» SELECTED EXTRACT

Text analysis introduction
   7 min read    Praveen D, Rohit P

0.0 The tangentially relevant cartoon

image

1.0 Relevance of text data

The written word is all around us. In any organisation, large or small, there would always be a component of data which is textual. It could be

  • reports from inspections,
  • comments from customers,
  • tweets regarding a product,
  • search history of a user
  • comments from employees
  • email patterns of client
  • logs generated by machines
  • logs generated by logs generated by machines

There is knowledge in text, but like Dilbert says, maybe it comes with strings attached.

Text mining or using data analysis tools for analysing text information is a mature field. In this assessment we will understand how to

  • read and transform text data for use
  • extract ngrams and plot them
  • perform topic modeling on the data

2.0 The libraries and infrastructure

The infrastructure for text analysis is quite well developed in python ecosystem. Key packages used for analysis.

1 gives a background of some of the available libraries

  • We recommend NLTK only as an education and research tool. Its modularized structure makes it excellent for learning and exploring NLP concepts, but it’s not meant for production.

» EXERCISE REQUIREMENTS
A – Reproduce word for word the passage of the text analysis introduction starting at "1 gives a background" and ending at "meant for production.".
B – According to the text analysis introduction, NLTK is recommended only as what kind of tool?
C – Continue the text analysis introduction from the point where it stops.

» GIVEN INFORMATION
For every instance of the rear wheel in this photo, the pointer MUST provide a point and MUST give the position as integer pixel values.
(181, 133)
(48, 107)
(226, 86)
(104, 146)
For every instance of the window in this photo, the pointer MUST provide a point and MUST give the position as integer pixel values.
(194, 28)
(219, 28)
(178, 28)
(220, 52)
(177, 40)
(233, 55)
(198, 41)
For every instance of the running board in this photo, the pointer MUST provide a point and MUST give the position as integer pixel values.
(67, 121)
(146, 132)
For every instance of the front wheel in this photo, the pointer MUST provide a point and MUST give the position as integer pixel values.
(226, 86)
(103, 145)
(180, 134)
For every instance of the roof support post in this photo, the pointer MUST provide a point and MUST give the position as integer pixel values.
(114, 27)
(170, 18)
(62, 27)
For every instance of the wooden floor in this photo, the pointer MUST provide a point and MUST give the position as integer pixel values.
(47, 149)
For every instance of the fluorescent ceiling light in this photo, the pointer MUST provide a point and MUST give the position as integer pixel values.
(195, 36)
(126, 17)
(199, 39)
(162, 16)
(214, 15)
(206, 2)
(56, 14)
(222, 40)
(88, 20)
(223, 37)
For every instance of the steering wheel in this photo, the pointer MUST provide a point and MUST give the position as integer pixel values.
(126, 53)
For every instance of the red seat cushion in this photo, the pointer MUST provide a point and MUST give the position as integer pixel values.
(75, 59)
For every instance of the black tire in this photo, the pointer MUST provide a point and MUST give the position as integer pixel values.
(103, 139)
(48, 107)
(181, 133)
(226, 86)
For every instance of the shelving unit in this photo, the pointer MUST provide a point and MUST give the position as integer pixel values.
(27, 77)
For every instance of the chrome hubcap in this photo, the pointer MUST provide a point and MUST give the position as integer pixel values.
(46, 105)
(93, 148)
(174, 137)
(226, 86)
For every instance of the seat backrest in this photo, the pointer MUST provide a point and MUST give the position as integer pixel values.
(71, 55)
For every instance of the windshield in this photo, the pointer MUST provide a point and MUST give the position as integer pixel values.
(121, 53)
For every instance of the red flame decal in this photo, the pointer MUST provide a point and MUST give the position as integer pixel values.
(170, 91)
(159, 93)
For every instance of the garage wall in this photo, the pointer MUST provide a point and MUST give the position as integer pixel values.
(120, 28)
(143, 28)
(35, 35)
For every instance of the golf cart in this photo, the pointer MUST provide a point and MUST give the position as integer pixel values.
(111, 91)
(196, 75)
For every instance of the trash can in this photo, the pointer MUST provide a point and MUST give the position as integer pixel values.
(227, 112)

==

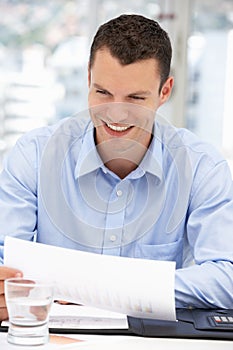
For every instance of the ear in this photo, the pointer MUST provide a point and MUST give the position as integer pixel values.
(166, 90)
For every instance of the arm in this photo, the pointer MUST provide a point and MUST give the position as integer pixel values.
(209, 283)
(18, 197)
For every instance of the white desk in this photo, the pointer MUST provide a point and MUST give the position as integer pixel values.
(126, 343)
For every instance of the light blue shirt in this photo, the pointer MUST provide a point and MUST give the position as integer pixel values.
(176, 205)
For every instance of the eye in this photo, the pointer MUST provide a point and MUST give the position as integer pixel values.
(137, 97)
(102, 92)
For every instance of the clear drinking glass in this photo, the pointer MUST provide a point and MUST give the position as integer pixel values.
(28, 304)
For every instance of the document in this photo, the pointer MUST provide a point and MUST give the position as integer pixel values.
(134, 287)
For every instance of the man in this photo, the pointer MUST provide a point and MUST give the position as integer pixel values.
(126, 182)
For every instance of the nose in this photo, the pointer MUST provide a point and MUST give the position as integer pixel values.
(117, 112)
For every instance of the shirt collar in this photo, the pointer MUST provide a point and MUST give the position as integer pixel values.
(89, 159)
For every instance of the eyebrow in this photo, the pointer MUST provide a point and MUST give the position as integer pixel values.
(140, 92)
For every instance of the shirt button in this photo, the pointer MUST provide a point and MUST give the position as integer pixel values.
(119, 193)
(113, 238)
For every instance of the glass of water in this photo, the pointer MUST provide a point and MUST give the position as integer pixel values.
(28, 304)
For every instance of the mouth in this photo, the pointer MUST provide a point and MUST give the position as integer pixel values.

» SOLVED PROBLEMS
A –
1 gives a background of some of the available libraries

  • We recommend NLTK only as an education and research tool. Its modularized structure makes it excellent for learning and exploring NLP concepts, but it’s not meant for production.

B – An education and research tool.

C –
  • TextBlob is built on top of NLTK, and it’s more easily-accessible. This is our favorite library for fast-prototyping or building applications that don’t require highly optimized performance. Beginners should start here.
  • Stanford’s CoreNLP is a Java library with Python wrappers. It’s in many existing production systems due to its speed.
  • SpaCy is an NLP library that’s designed to be fast, streamlined, and production-ready. It’s not as widely adopted, but if you’re building a new application, you should give it a try.
  • Gensim is most commonly used for topic modeling and similarity detection. It’s not a general-purpose NLP library, but for the tasks it does handle, it does them well.

There are more like pycaret and scikit learn which offer a NLP sub module and more specialized ones like Quepy and the excellent pyLDAvis.

3.0 Scope

In this notebook, we mostly focus on

  • Word cloud representations of ngrams
  • Topic modeling
  • Setup for the application with streamlit

4.0 Let’s begin

4.1 Importing relevant libraries

There are a lot of NLP libraries in the python ecosystem. Read here for details on some of them.

In this work, we will mostly be looking at NLTK, ScikitLearn and pycaret.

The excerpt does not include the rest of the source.